A Conversation for Growing Up in the 1980s
Class of '86
Talix18, KOTOCOTS,EMP,&TSEPF Started conversation Jul 3, 2002
The 80s took me from 11 to 21 and pretty much provide the frame of reference for everything I know now. Frightening, huh?
I remember writing in my diary that John Lennon had been shot because I knew it was important, but I didn't know enough for it to be important to me. When the 80s started I was listening to Journey, Styx, and the rest of the Top 40 playlist. During the 80s I listened to Adam and the Ants AND ZZ Top, Dire Straits AND Duran Duran, Michael Jackson AND Madonna, Boy George AND Bruce Springsteen. Duran Duran was my favorite band - at one point I knew what they all weighed and how to forge their signatures. (I still feel a karmic connection to John Taylor, whose birthday is exactly six months away from mine, is also in recovery, and whose eyeliner runs down into the crease under the outside corner of his eyes JUST LIKE MINE.) I also loved Def Leppard - I taped "Bringin' on the Heartbreak" from MTV on a portable cassette recorder! - and remember exactly where I was when I heard about Rick Allen's accident (back seat of Ken's car, dropping Stephanie off after the New Year's party) and Steve Clark's death. I was at the Live-Aid show in Philly and did a full-page spread on it in our school paper. I still play "Do they Know It's Christmas?" Then came the hard rock hair bands - I followed them into the 90s.
I learned how to take Rubik's Cube apart and put it back together so that all the colors were intact.
80s style was original if nothing else. I started with the ripped sweatshirts from Flashdance (I still wear them that way), passed through Madonna mesh and Duran white jazz shoes, and ended up in ripped jeans. And while I never had a mullet, I dated several.

MATERIAL:
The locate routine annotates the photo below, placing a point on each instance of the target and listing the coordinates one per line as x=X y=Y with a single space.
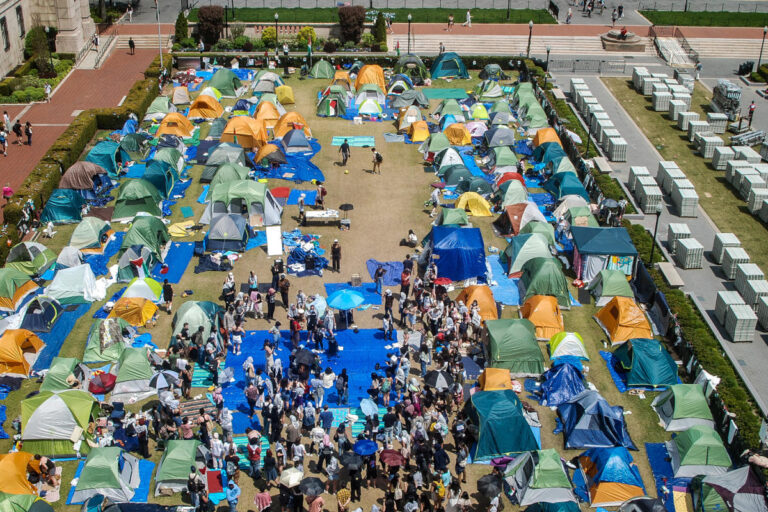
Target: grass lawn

GIVEN TASK: From the post about growing up in the 1980s, reproduce verbatim the passage between "I learned how" and "I dated several.", inclusive.

ANSWER TO THE EXERCISE:
I learned how to take Rubik's Cube apart and put it back together so that all the colors were intact.
80s style was original if nothing else. I started with the ripped sweatshirts from Flashdance (I still wear them that way), passed through Madonna mesh and Duran white jazz shoes, and ended up in ripped jeans. And while I never had a mullet, I dated several.